=== PAGE ===
Best way to get distinct values from large table

Using a simple index on the columns required (Year and Month) should greatly improve either a DISTINCT, or GROUP BY Query.

I would not go with a secondary table as this adds extra over head to maintaining the secondary table (inserts/updates deletes will require that you validate the secondary table)

EDIT:

You might even want to consider using Improving Performance with SQL Server 2005 Indexed Views


Make sure to have an Clustered Index on those columns. and partition your table on these date columns an place the datafiles on different disk drives I Believe keeping your index fragmentation low is your best shot.

I also Believe having a physical view with the desired select is not a good idea, because it adds Insert/Update overhead. on average there's 3,5 insert's per minute. or about 17 seconds between each insert (on average please correct me if I'm wrong)

The question is are you selecting more often than every 17 seconds? That's the key thought. Hope it helped.


Use a 'Materialized View', also called an 'Indexed View with Schema Binding', and then index this view. When you do this SQL server will essentially create and maintain the data in a secondary table behind the scenes and choose to use the index on this table when appropriate.

This is similar to what your co-worker suggested, the advantage being you won't need to add logic to your query to take advantage of it, SQL Server will do this when it creates a query plan and SQL Server will also automatically maintain the data in the Indexed View.

Here is how you would accomplish this: create a view that returns the distinct [month] [year] values and then index [year] [month] on the view. Again SQL Server will use the tiny index on the view and avoid the table scan on the big table.

=== WHAT TO DO ===
(a) In the thread on distinct values from a large table, list every operation named in the parentheses of the sentence beginning "I would not go with a secondary table".
(b) Return the part of the distinct-values thread from "I would not" down to "your best shot.", copied word for word.
(c) Resume the thread about getting distinct values from a large SQL Server table, starting after its last sentence.

=== MATERIAL ===
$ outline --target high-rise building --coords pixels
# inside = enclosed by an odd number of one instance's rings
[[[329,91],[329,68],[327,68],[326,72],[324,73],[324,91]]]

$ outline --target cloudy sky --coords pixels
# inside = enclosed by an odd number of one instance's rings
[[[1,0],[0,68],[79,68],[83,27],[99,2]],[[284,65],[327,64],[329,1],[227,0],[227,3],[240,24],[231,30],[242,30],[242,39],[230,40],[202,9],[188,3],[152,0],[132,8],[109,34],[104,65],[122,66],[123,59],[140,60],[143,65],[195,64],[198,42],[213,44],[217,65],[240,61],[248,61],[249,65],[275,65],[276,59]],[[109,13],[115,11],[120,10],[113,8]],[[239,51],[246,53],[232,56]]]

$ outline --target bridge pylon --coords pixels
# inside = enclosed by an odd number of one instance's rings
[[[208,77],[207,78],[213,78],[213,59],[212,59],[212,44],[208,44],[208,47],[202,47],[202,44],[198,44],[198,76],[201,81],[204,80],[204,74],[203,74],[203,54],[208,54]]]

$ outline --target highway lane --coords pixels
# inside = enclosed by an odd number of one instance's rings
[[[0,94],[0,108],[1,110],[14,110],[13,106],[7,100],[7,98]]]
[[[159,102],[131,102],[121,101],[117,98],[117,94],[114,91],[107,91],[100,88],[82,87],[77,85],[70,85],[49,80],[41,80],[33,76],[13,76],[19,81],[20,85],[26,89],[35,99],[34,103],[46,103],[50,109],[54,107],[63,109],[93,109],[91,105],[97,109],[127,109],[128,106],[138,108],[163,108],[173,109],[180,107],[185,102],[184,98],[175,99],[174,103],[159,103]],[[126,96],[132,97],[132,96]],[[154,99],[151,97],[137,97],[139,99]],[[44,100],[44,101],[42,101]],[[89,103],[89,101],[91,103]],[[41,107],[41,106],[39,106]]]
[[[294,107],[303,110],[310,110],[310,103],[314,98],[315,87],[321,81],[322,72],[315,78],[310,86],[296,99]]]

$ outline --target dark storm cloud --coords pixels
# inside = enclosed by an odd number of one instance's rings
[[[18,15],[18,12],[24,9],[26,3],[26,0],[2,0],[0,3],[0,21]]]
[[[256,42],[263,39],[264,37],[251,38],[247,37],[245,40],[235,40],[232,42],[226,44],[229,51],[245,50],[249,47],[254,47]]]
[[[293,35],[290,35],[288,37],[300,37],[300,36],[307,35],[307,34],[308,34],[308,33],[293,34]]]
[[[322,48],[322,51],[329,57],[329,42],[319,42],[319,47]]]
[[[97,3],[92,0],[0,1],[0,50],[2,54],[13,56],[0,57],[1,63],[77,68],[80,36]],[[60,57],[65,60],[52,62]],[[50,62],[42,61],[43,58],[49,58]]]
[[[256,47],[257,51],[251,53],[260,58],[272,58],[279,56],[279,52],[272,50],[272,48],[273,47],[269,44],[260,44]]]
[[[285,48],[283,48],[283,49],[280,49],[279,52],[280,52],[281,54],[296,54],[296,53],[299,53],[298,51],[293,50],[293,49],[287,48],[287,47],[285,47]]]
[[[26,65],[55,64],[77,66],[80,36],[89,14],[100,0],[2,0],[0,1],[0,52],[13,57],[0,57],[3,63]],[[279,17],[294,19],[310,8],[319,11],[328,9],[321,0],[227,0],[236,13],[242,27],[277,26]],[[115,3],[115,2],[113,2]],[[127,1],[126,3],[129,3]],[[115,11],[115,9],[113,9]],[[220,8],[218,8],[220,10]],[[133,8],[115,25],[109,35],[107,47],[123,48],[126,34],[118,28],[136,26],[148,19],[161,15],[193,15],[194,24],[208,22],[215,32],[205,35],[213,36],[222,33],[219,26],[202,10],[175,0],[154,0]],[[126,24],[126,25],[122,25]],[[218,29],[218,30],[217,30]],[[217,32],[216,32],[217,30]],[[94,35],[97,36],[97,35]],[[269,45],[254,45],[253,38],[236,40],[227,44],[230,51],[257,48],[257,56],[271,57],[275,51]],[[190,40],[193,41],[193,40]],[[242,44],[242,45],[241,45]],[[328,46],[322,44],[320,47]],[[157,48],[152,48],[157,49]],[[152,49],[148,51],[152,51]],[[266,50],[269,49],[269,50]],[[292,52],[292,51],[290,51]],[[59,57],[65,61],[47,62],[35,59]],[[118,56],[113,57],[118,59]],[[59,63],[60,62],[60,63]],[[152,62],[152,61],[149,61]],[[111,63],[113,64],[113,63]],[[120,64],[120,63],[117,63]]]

=== OUTPUTS ===
(a) inserts, updates, deletes

(b)
I would not go with a secondary table as this adds extra over head to maintaining the secondary table (inserts/updates deletes will require that you validate the secondary table)

EDIT:

You might even want to consider using Improving Performance with SQL Server 2005 Indexed Views


Make sure to have an Clustered Index on those columns. and partition your table on these date columns an place the datafiles on different disk drives I Believe keeping your index fragmentation low is your best shot.

(c)
Because SQL server will not let you index a view with the DISTINCT keyword, instead use GROUP BY [year],[month] and use BIG_COUNT(*) in the SELECT. It will look something like this:

CREATE VIEW dbo.vwMonthYear WITH SCHEMABINDING
AS

   SELECT
     [year],
     [month],
     COUNT_BIG(*) [MonthCount]
   FROM [dbo].[YourBigTable]
   GROUP BY [year],[month]
GO

CREATE UNIQUE CLUSTERED INDEX ICU_vwMonthYear_Year_Month 
   ON [dbo].[vwMonthYear](Year,Month)

Now when you SELECT DISTINCT [Year],[Month] on the big table, the query optimizer will scan the tiny index on the view instead of scanning millions of records on the big table.

SELECT DISTINCT
   [year],
   [month]
FROM YourBigTable

This technique took me from 5 million reads with an estimated I/O of 10.9 to 36 reads with an estimated I/O of 0.003. The overhead on this will be that of maintaining an additional index, so each time the large table is updated the index on the view will also be updated.

If you find this index is substantially slowing down your load times. Drop the index, perform your data load and then recreate it.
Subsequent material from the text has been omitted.